Return all of the entries below line for line without any changes, but leave the pictures out.

============================================================

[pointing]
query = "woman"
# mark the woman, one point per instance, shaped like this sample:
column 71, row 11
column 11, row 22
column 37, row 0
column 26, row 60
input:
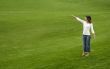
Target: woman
column 87, row 27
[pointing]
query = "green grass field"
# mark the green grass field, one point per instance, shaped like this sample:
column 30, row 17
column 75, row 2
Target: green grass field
column 41, row 34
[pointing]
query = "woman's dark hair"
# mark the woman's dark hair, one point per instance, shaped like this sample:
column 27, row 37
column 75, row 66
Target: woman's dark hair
column 88, row 19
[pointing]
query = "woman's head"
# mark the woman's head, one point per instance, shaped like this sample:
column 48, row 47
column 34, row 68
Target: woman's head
column 88, row 19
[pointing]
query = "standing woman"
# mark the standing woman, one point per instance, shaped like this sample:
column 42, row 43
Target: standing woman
column 87, row 28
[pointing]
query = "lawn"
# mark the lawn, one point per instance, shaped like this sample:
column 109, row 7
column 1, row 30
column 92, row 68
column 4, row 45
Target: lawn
column 41, row 34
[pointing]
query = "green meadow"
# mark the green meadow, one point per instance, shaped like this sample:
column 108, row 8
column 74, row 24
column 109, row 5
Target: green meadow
column 42, row 34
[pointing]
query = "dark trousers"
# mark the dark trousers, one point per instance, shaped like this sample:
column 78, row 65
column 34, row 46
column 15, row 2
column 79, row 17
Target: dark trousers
column 86, row 43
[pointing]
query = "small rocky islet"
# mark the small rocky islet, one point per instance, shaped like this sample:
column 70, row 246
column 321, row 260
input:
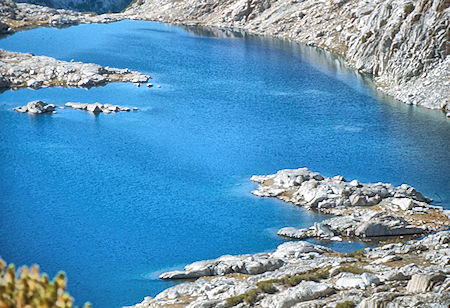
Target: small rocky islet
column 361, row 210
column 302, row 274
column 375, row 38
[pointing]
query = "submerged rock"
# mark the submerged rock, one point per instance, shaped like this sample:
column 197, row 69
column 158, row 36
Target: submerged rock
column 314, row 276
column 363, row 210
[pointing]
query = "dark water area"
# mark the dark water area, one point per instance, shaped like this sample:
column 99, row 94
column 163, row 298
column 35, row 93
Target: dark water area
column 116, row 199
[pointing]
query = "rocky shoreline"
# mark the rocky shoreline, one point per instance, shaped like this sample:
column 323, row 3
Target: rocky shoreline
column 21, row 16
column 301, row 274
column 361, row 210
column 401, row 44
column 20, row 70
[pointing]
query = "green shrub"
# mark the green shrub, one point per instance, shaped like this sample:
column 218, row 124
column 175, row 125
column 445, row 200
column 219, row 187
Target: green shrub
column 266, row 287
column 352, row 269
column 31, row 289
column 346, row 304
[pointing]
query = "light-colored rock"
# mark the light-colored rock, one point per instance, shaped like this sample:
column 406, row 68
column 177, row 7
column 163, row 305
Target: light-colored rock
column 305, row 291
column 21, row 70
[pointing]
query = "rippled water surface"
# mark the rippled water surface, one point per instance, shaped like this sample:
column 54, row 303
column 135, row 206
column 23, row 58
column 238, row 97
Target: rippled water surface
column 116, row 199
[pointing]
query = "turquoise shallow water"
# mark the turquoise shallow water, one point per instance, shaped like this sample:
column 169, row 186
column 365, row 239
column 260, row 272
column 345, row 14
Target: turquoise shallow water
column 116, row 199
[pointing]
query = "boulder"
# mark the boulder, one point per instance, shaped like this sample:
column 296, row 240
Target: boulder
column 94, row 108
column 304, row 291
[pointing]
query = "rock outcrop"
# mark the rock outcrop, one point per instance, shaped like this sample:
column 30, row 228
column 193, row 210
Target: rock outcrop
column 363, row 210
column 17, row 16
column 19, row 70
column 403, row 44
column 36, row 107
column 409, row 274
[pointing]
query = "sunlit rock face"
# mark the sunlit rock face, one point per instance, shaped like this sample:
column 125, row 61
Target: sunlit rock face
column 98, row 6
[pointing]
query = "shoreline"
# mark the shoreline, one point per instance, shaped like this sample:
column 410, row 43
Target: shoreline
column 235, row 278
column 318, row 24
column 301, row 274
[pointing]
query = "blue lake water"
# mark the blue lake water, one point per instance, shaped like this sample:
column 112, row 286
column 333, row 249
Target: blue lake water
column 116, row 199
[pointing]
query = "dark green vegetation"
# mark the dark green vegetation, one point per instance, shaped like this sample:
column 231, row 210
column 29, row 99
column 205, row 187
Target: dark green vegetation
column 267, row 286
column 31, row 289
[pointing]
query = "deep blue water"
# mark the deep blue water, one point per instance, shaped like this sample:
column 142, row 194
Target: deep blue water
column 116, row 199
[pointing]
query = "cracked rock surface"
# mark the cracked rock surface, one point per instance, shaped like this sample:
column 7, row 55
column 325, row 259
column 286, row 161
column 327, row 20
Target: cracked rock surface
column 20, row 70
column 409, row 274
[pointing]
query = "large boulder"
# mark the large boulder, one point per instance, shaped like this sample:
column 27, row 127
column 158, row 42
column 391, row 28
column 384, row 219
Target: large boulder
column 304, row 291
column 385, row 224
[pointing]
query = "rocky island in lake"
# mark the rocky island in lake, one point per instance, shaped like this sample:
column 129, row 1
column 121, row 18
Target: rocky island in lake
column 402, row 45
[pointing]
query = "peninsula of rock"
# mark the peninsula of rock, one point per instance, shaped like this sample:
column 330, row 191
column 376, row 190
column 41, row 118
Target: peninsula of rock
column 303, row 275
column 362, row 210
column 23, row 70
column 402, row 44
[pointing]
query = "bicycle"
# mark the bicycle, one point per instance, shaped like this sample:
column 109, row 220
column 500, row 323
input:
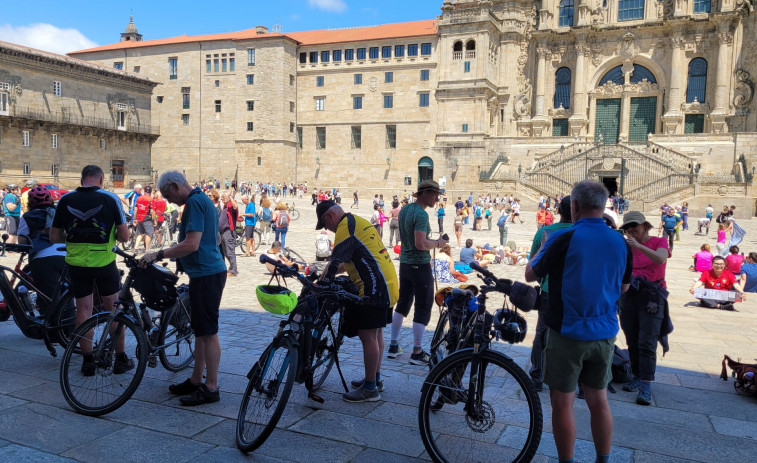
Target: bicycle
column 169, row 337
column 477, row 403
column 303, row 350
column 53, row 327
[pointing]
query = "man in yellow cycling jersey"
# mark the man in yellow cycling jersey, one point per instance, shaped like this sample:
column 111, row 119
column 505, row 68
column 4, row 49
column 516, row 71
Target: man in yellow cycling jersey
column 360, row 252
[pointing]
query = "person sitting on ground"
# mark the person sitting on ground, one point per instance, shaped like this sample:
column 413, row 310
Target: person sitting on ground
column 749, row 273
column 702, row 259
column 734, row 260
column 469, row 255
column 720, row 279
column 275, row 254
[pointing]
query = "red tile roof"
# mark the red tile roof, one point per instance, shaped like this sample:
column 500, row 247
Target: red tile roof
column 318, row 37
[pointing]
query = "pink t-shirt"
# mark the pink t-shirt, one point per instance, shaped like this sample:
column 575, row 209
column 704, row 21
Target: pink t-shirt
column 645, row 267
column 704, row 261
column 733, row 263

============================================================

Full solution:
[pointing]
query = "woman"
# mark the woman, one point per instance, shaped like this sample:
column 71, row 11
column 11, row 22
column 37, row 0
column 26, row 60
input:
Target: woman
column 87, row 27
[pointing]
query = "green grass field"
# mark the green grass field, one point per instance, shaped like this sample:
column 30, row 17
column 75, row 2
Target: green grass field
column 41, row 34
[pointing]
query = "woman's dark hair"
# mark the woman's dark hair, one point per instance, shaped like this sample:
column 27, row 37
column 75, row 66
Target: woman's dark hair
column 88, row 19
[pointing]
query = "woman's head"
# mark the woman's head, one point per instance, shaped like this sample:
column 48, row 47
column 34, row 68
Target: woman's head
column 88, row 19
[pointing]
query = "standing woman"
# mark the standing woman, one point per instance, shaped like this sample:
column 42, row 43
Target: standing woman
column 87, row 28
[pointing]
query = "lawn"
# mark the lawn, one point per instance, shaped like this sample:
column 109, row 7
column 1, row 30
column 92, row 68
column 4, row 45
Target: lawn
column 41, row 34
[pointing]
query = "green meadow"
# mark the green meadow, one point per instance, shaped like this sample:
column 108, row 8
column 74, row 24
column 109, row 5
Target: green meadow
column 42, row 34
[pointing]
query = "dark trousers"
# mark the dark trousers, one point per instance, shaped like this sample:
column 78, row 65
column 34, row 46
column 15, row 2
column 79, row 17
Target: dark trousers
column 86, row 43
[pointing]
query = "small rocky islet"
# mark the small rocky islet, one point per instance, shaped like this sample:
column 70, row 246
column 321, row 260
input:
Target: small rocky islet
column 361, row 210
column 302, row 274
column 375, row 38
[pointing]
query = "submerged rock"
# mark the submerged rock, one point per instance, shaped like this sample:
column 197, row 69
column 158, row 36
Target: submerged rock
column 314, row 276
column 363, row 210
[pointing]
query = "dark water area"
# mark the dark water area, one point per instance, shaped like this sample:
column 99, row 94
column 163, row 298
column 35, row 93
Target: dark water area
column 116, row 199
[pointing]
query = "rocky shoreline"
# mark the rocky shoreline, one point per instance, shaped like this sample:
column 323, row 3
Target: rocky shoreline
column 21, row 16
column 301, row 274
column 361, row 210
column 401, row 44
column 20, row 70
[pointing]
query = "green shrub"
# mark the green shrub, one point per instance, shaped like this sample:
column 218, row 124
column 175, row 125
column 445, row 200
column 219, row 187
Target: green shrub
column 266, row 287
column 352, row 269
column 31, row 289
column 346, row 304
[pointing]
query = "light-colored rock"
# mark the light-colored rock, one point per instance, shaped like this sample:
column 406, row 68
column 177, row 7
column 163, row 305
Target: light-colored rock
column 305, row 291
column 21, row 70
[pointing]
query = "rippled water surface"
# mark the rippled water surface, one point per instance, shaped like this sample:
column 54, row 303
column 135, row 206
column 23, row 58
column 238, row 97
Target: rippled water surface
column 116, row 199
[pointing]
query = "turquoise shallow water"
# mark the turquoise shallow water, one point per instance, shaped like this sample:
column 169, row 186
column 365, row 239
column 260, row 272
column 345, row 14
Target: turquoise shallow water
column 116, row 199
[pointing]
query = "boulder"
# mark the boulder, one point per instance, shaped like this sample:
column 296, row 240
Target: boulder
column 94, row 108
column 304, row 291
[pointing]
query = "rock outcrop"
# mark the rock outcrop, one point per instance, shaped like this sample:
column 30, row 228
column 193, row 210
Target: rock outcrop
column 363, row 210
column 17, row 16
column 19, row 70
column 403, row 44
column 36, row 107
column 409, row 274
[pointing]
query = "sunlit rock face"
# mark the sunlit rock face, one point per instance, shaped like this sample:
column 125, row 61
Target: sunlit rock face
column 98, row 6
[pointing]
query = "shoreline"
# mark the shoreline, one point per instance, shaped like this sample:
column 410, row 43
Target: shoreline
column 235, row 278
column 318, row 24
column 301, row 274
[pointing]
query = "blue lake water"
# mark the blue lake water, one point per instance, shaped like this sample:
column 112, row 286
column 333, row 249
Target: blue lake water
column 116, row 199
[pointing]
query = "dark green vegetation"
# mark the dark green vegetation, one point per instance, shaped like this sample:
column 231, row 210
column 29, row 99
column 205, row 187
Target: dark green vegetation
column 267, row 286
column 31, row 289
[pointing]
query = "deep blue water"
# mark the deep blue water, one point per instance, shaped like this sample:
column 142, row 194
Target: deep blue water
column 116, row 199
[pointing]
query = "cracked rock surface"
# mark the cracked rock surface, one point per instance, shaped like this sample:
column 7, row 55
column 325, row 259
column 286, row 161
column 327, row 20
Target: cracked rock surface
column 20, row 70
column 409, row 274
[pointing]
query = "large boulder"
# mark the large boulder, one point per instance, shaped like this sample:
column 27, row 127
column 158, row 42
column 391, row 28
column 384, row 219
Target: large boulder
column 304, row 291
column 385, row 224
[pointing]
query = "rocky island in lake"
# mark the rocky island in lake, one point per instance, shaped like this sample:
column 129, row 1
column 121, row 18
Target: rocky island in lake
column 402, row 45
[pointing]
query = "peninsula of rock"
# mark the peninsula of rock, one point per instance, shaped like this sample:
column 330, row 191
column 376, row 190
column 41, row 118
Target: peninsula of rock
column 303, row 275
column 362, row 210
column 23, row 70
column 402, row 44
[pointing]
query = "bicycle"
# mark the bicycle, one point per instance, shaped like this sample:
column 109, row 220
column 500, row 323
input:
Target: bicycle
column 169, row 337
column 477, row 403
column 303, row 350
column 53, row 327
[pointing]
query = "man in yellow cycling jersey"
# mark the man in yellow cycling jersey, one point per instance, shaped like this sample:
column 111, row 119
column 505, row 68
column 4, row 49
column 516, row 71
Target: man in yellow cycling jersey
column 360, row 252
[pointing]
query = "person sitting on ground"
# mark the person sitting on ground, one point per instance, shaped like this sample:
column 413, row 310
Target: person sitting on ground
column 749, row 273
column 702, row 259
column 734, row 260
column 469, row 255
column 720, row 279
column 275, row 254
[pointing]
query = "red tile roof"
# mark the red tile roof, one point per instance, shaped like this sample:
column 500, row 247
Target: red tile roof
column 318, row 37
[pointing]
query = "pink t-shirt"
# mark the pink t-shirt, one point per instance, shaped like this sample:
column 575, row 209
column 704, row 21
Target: pink t-shirt
column 645, row 267
column 704, row 261
column 733, row 263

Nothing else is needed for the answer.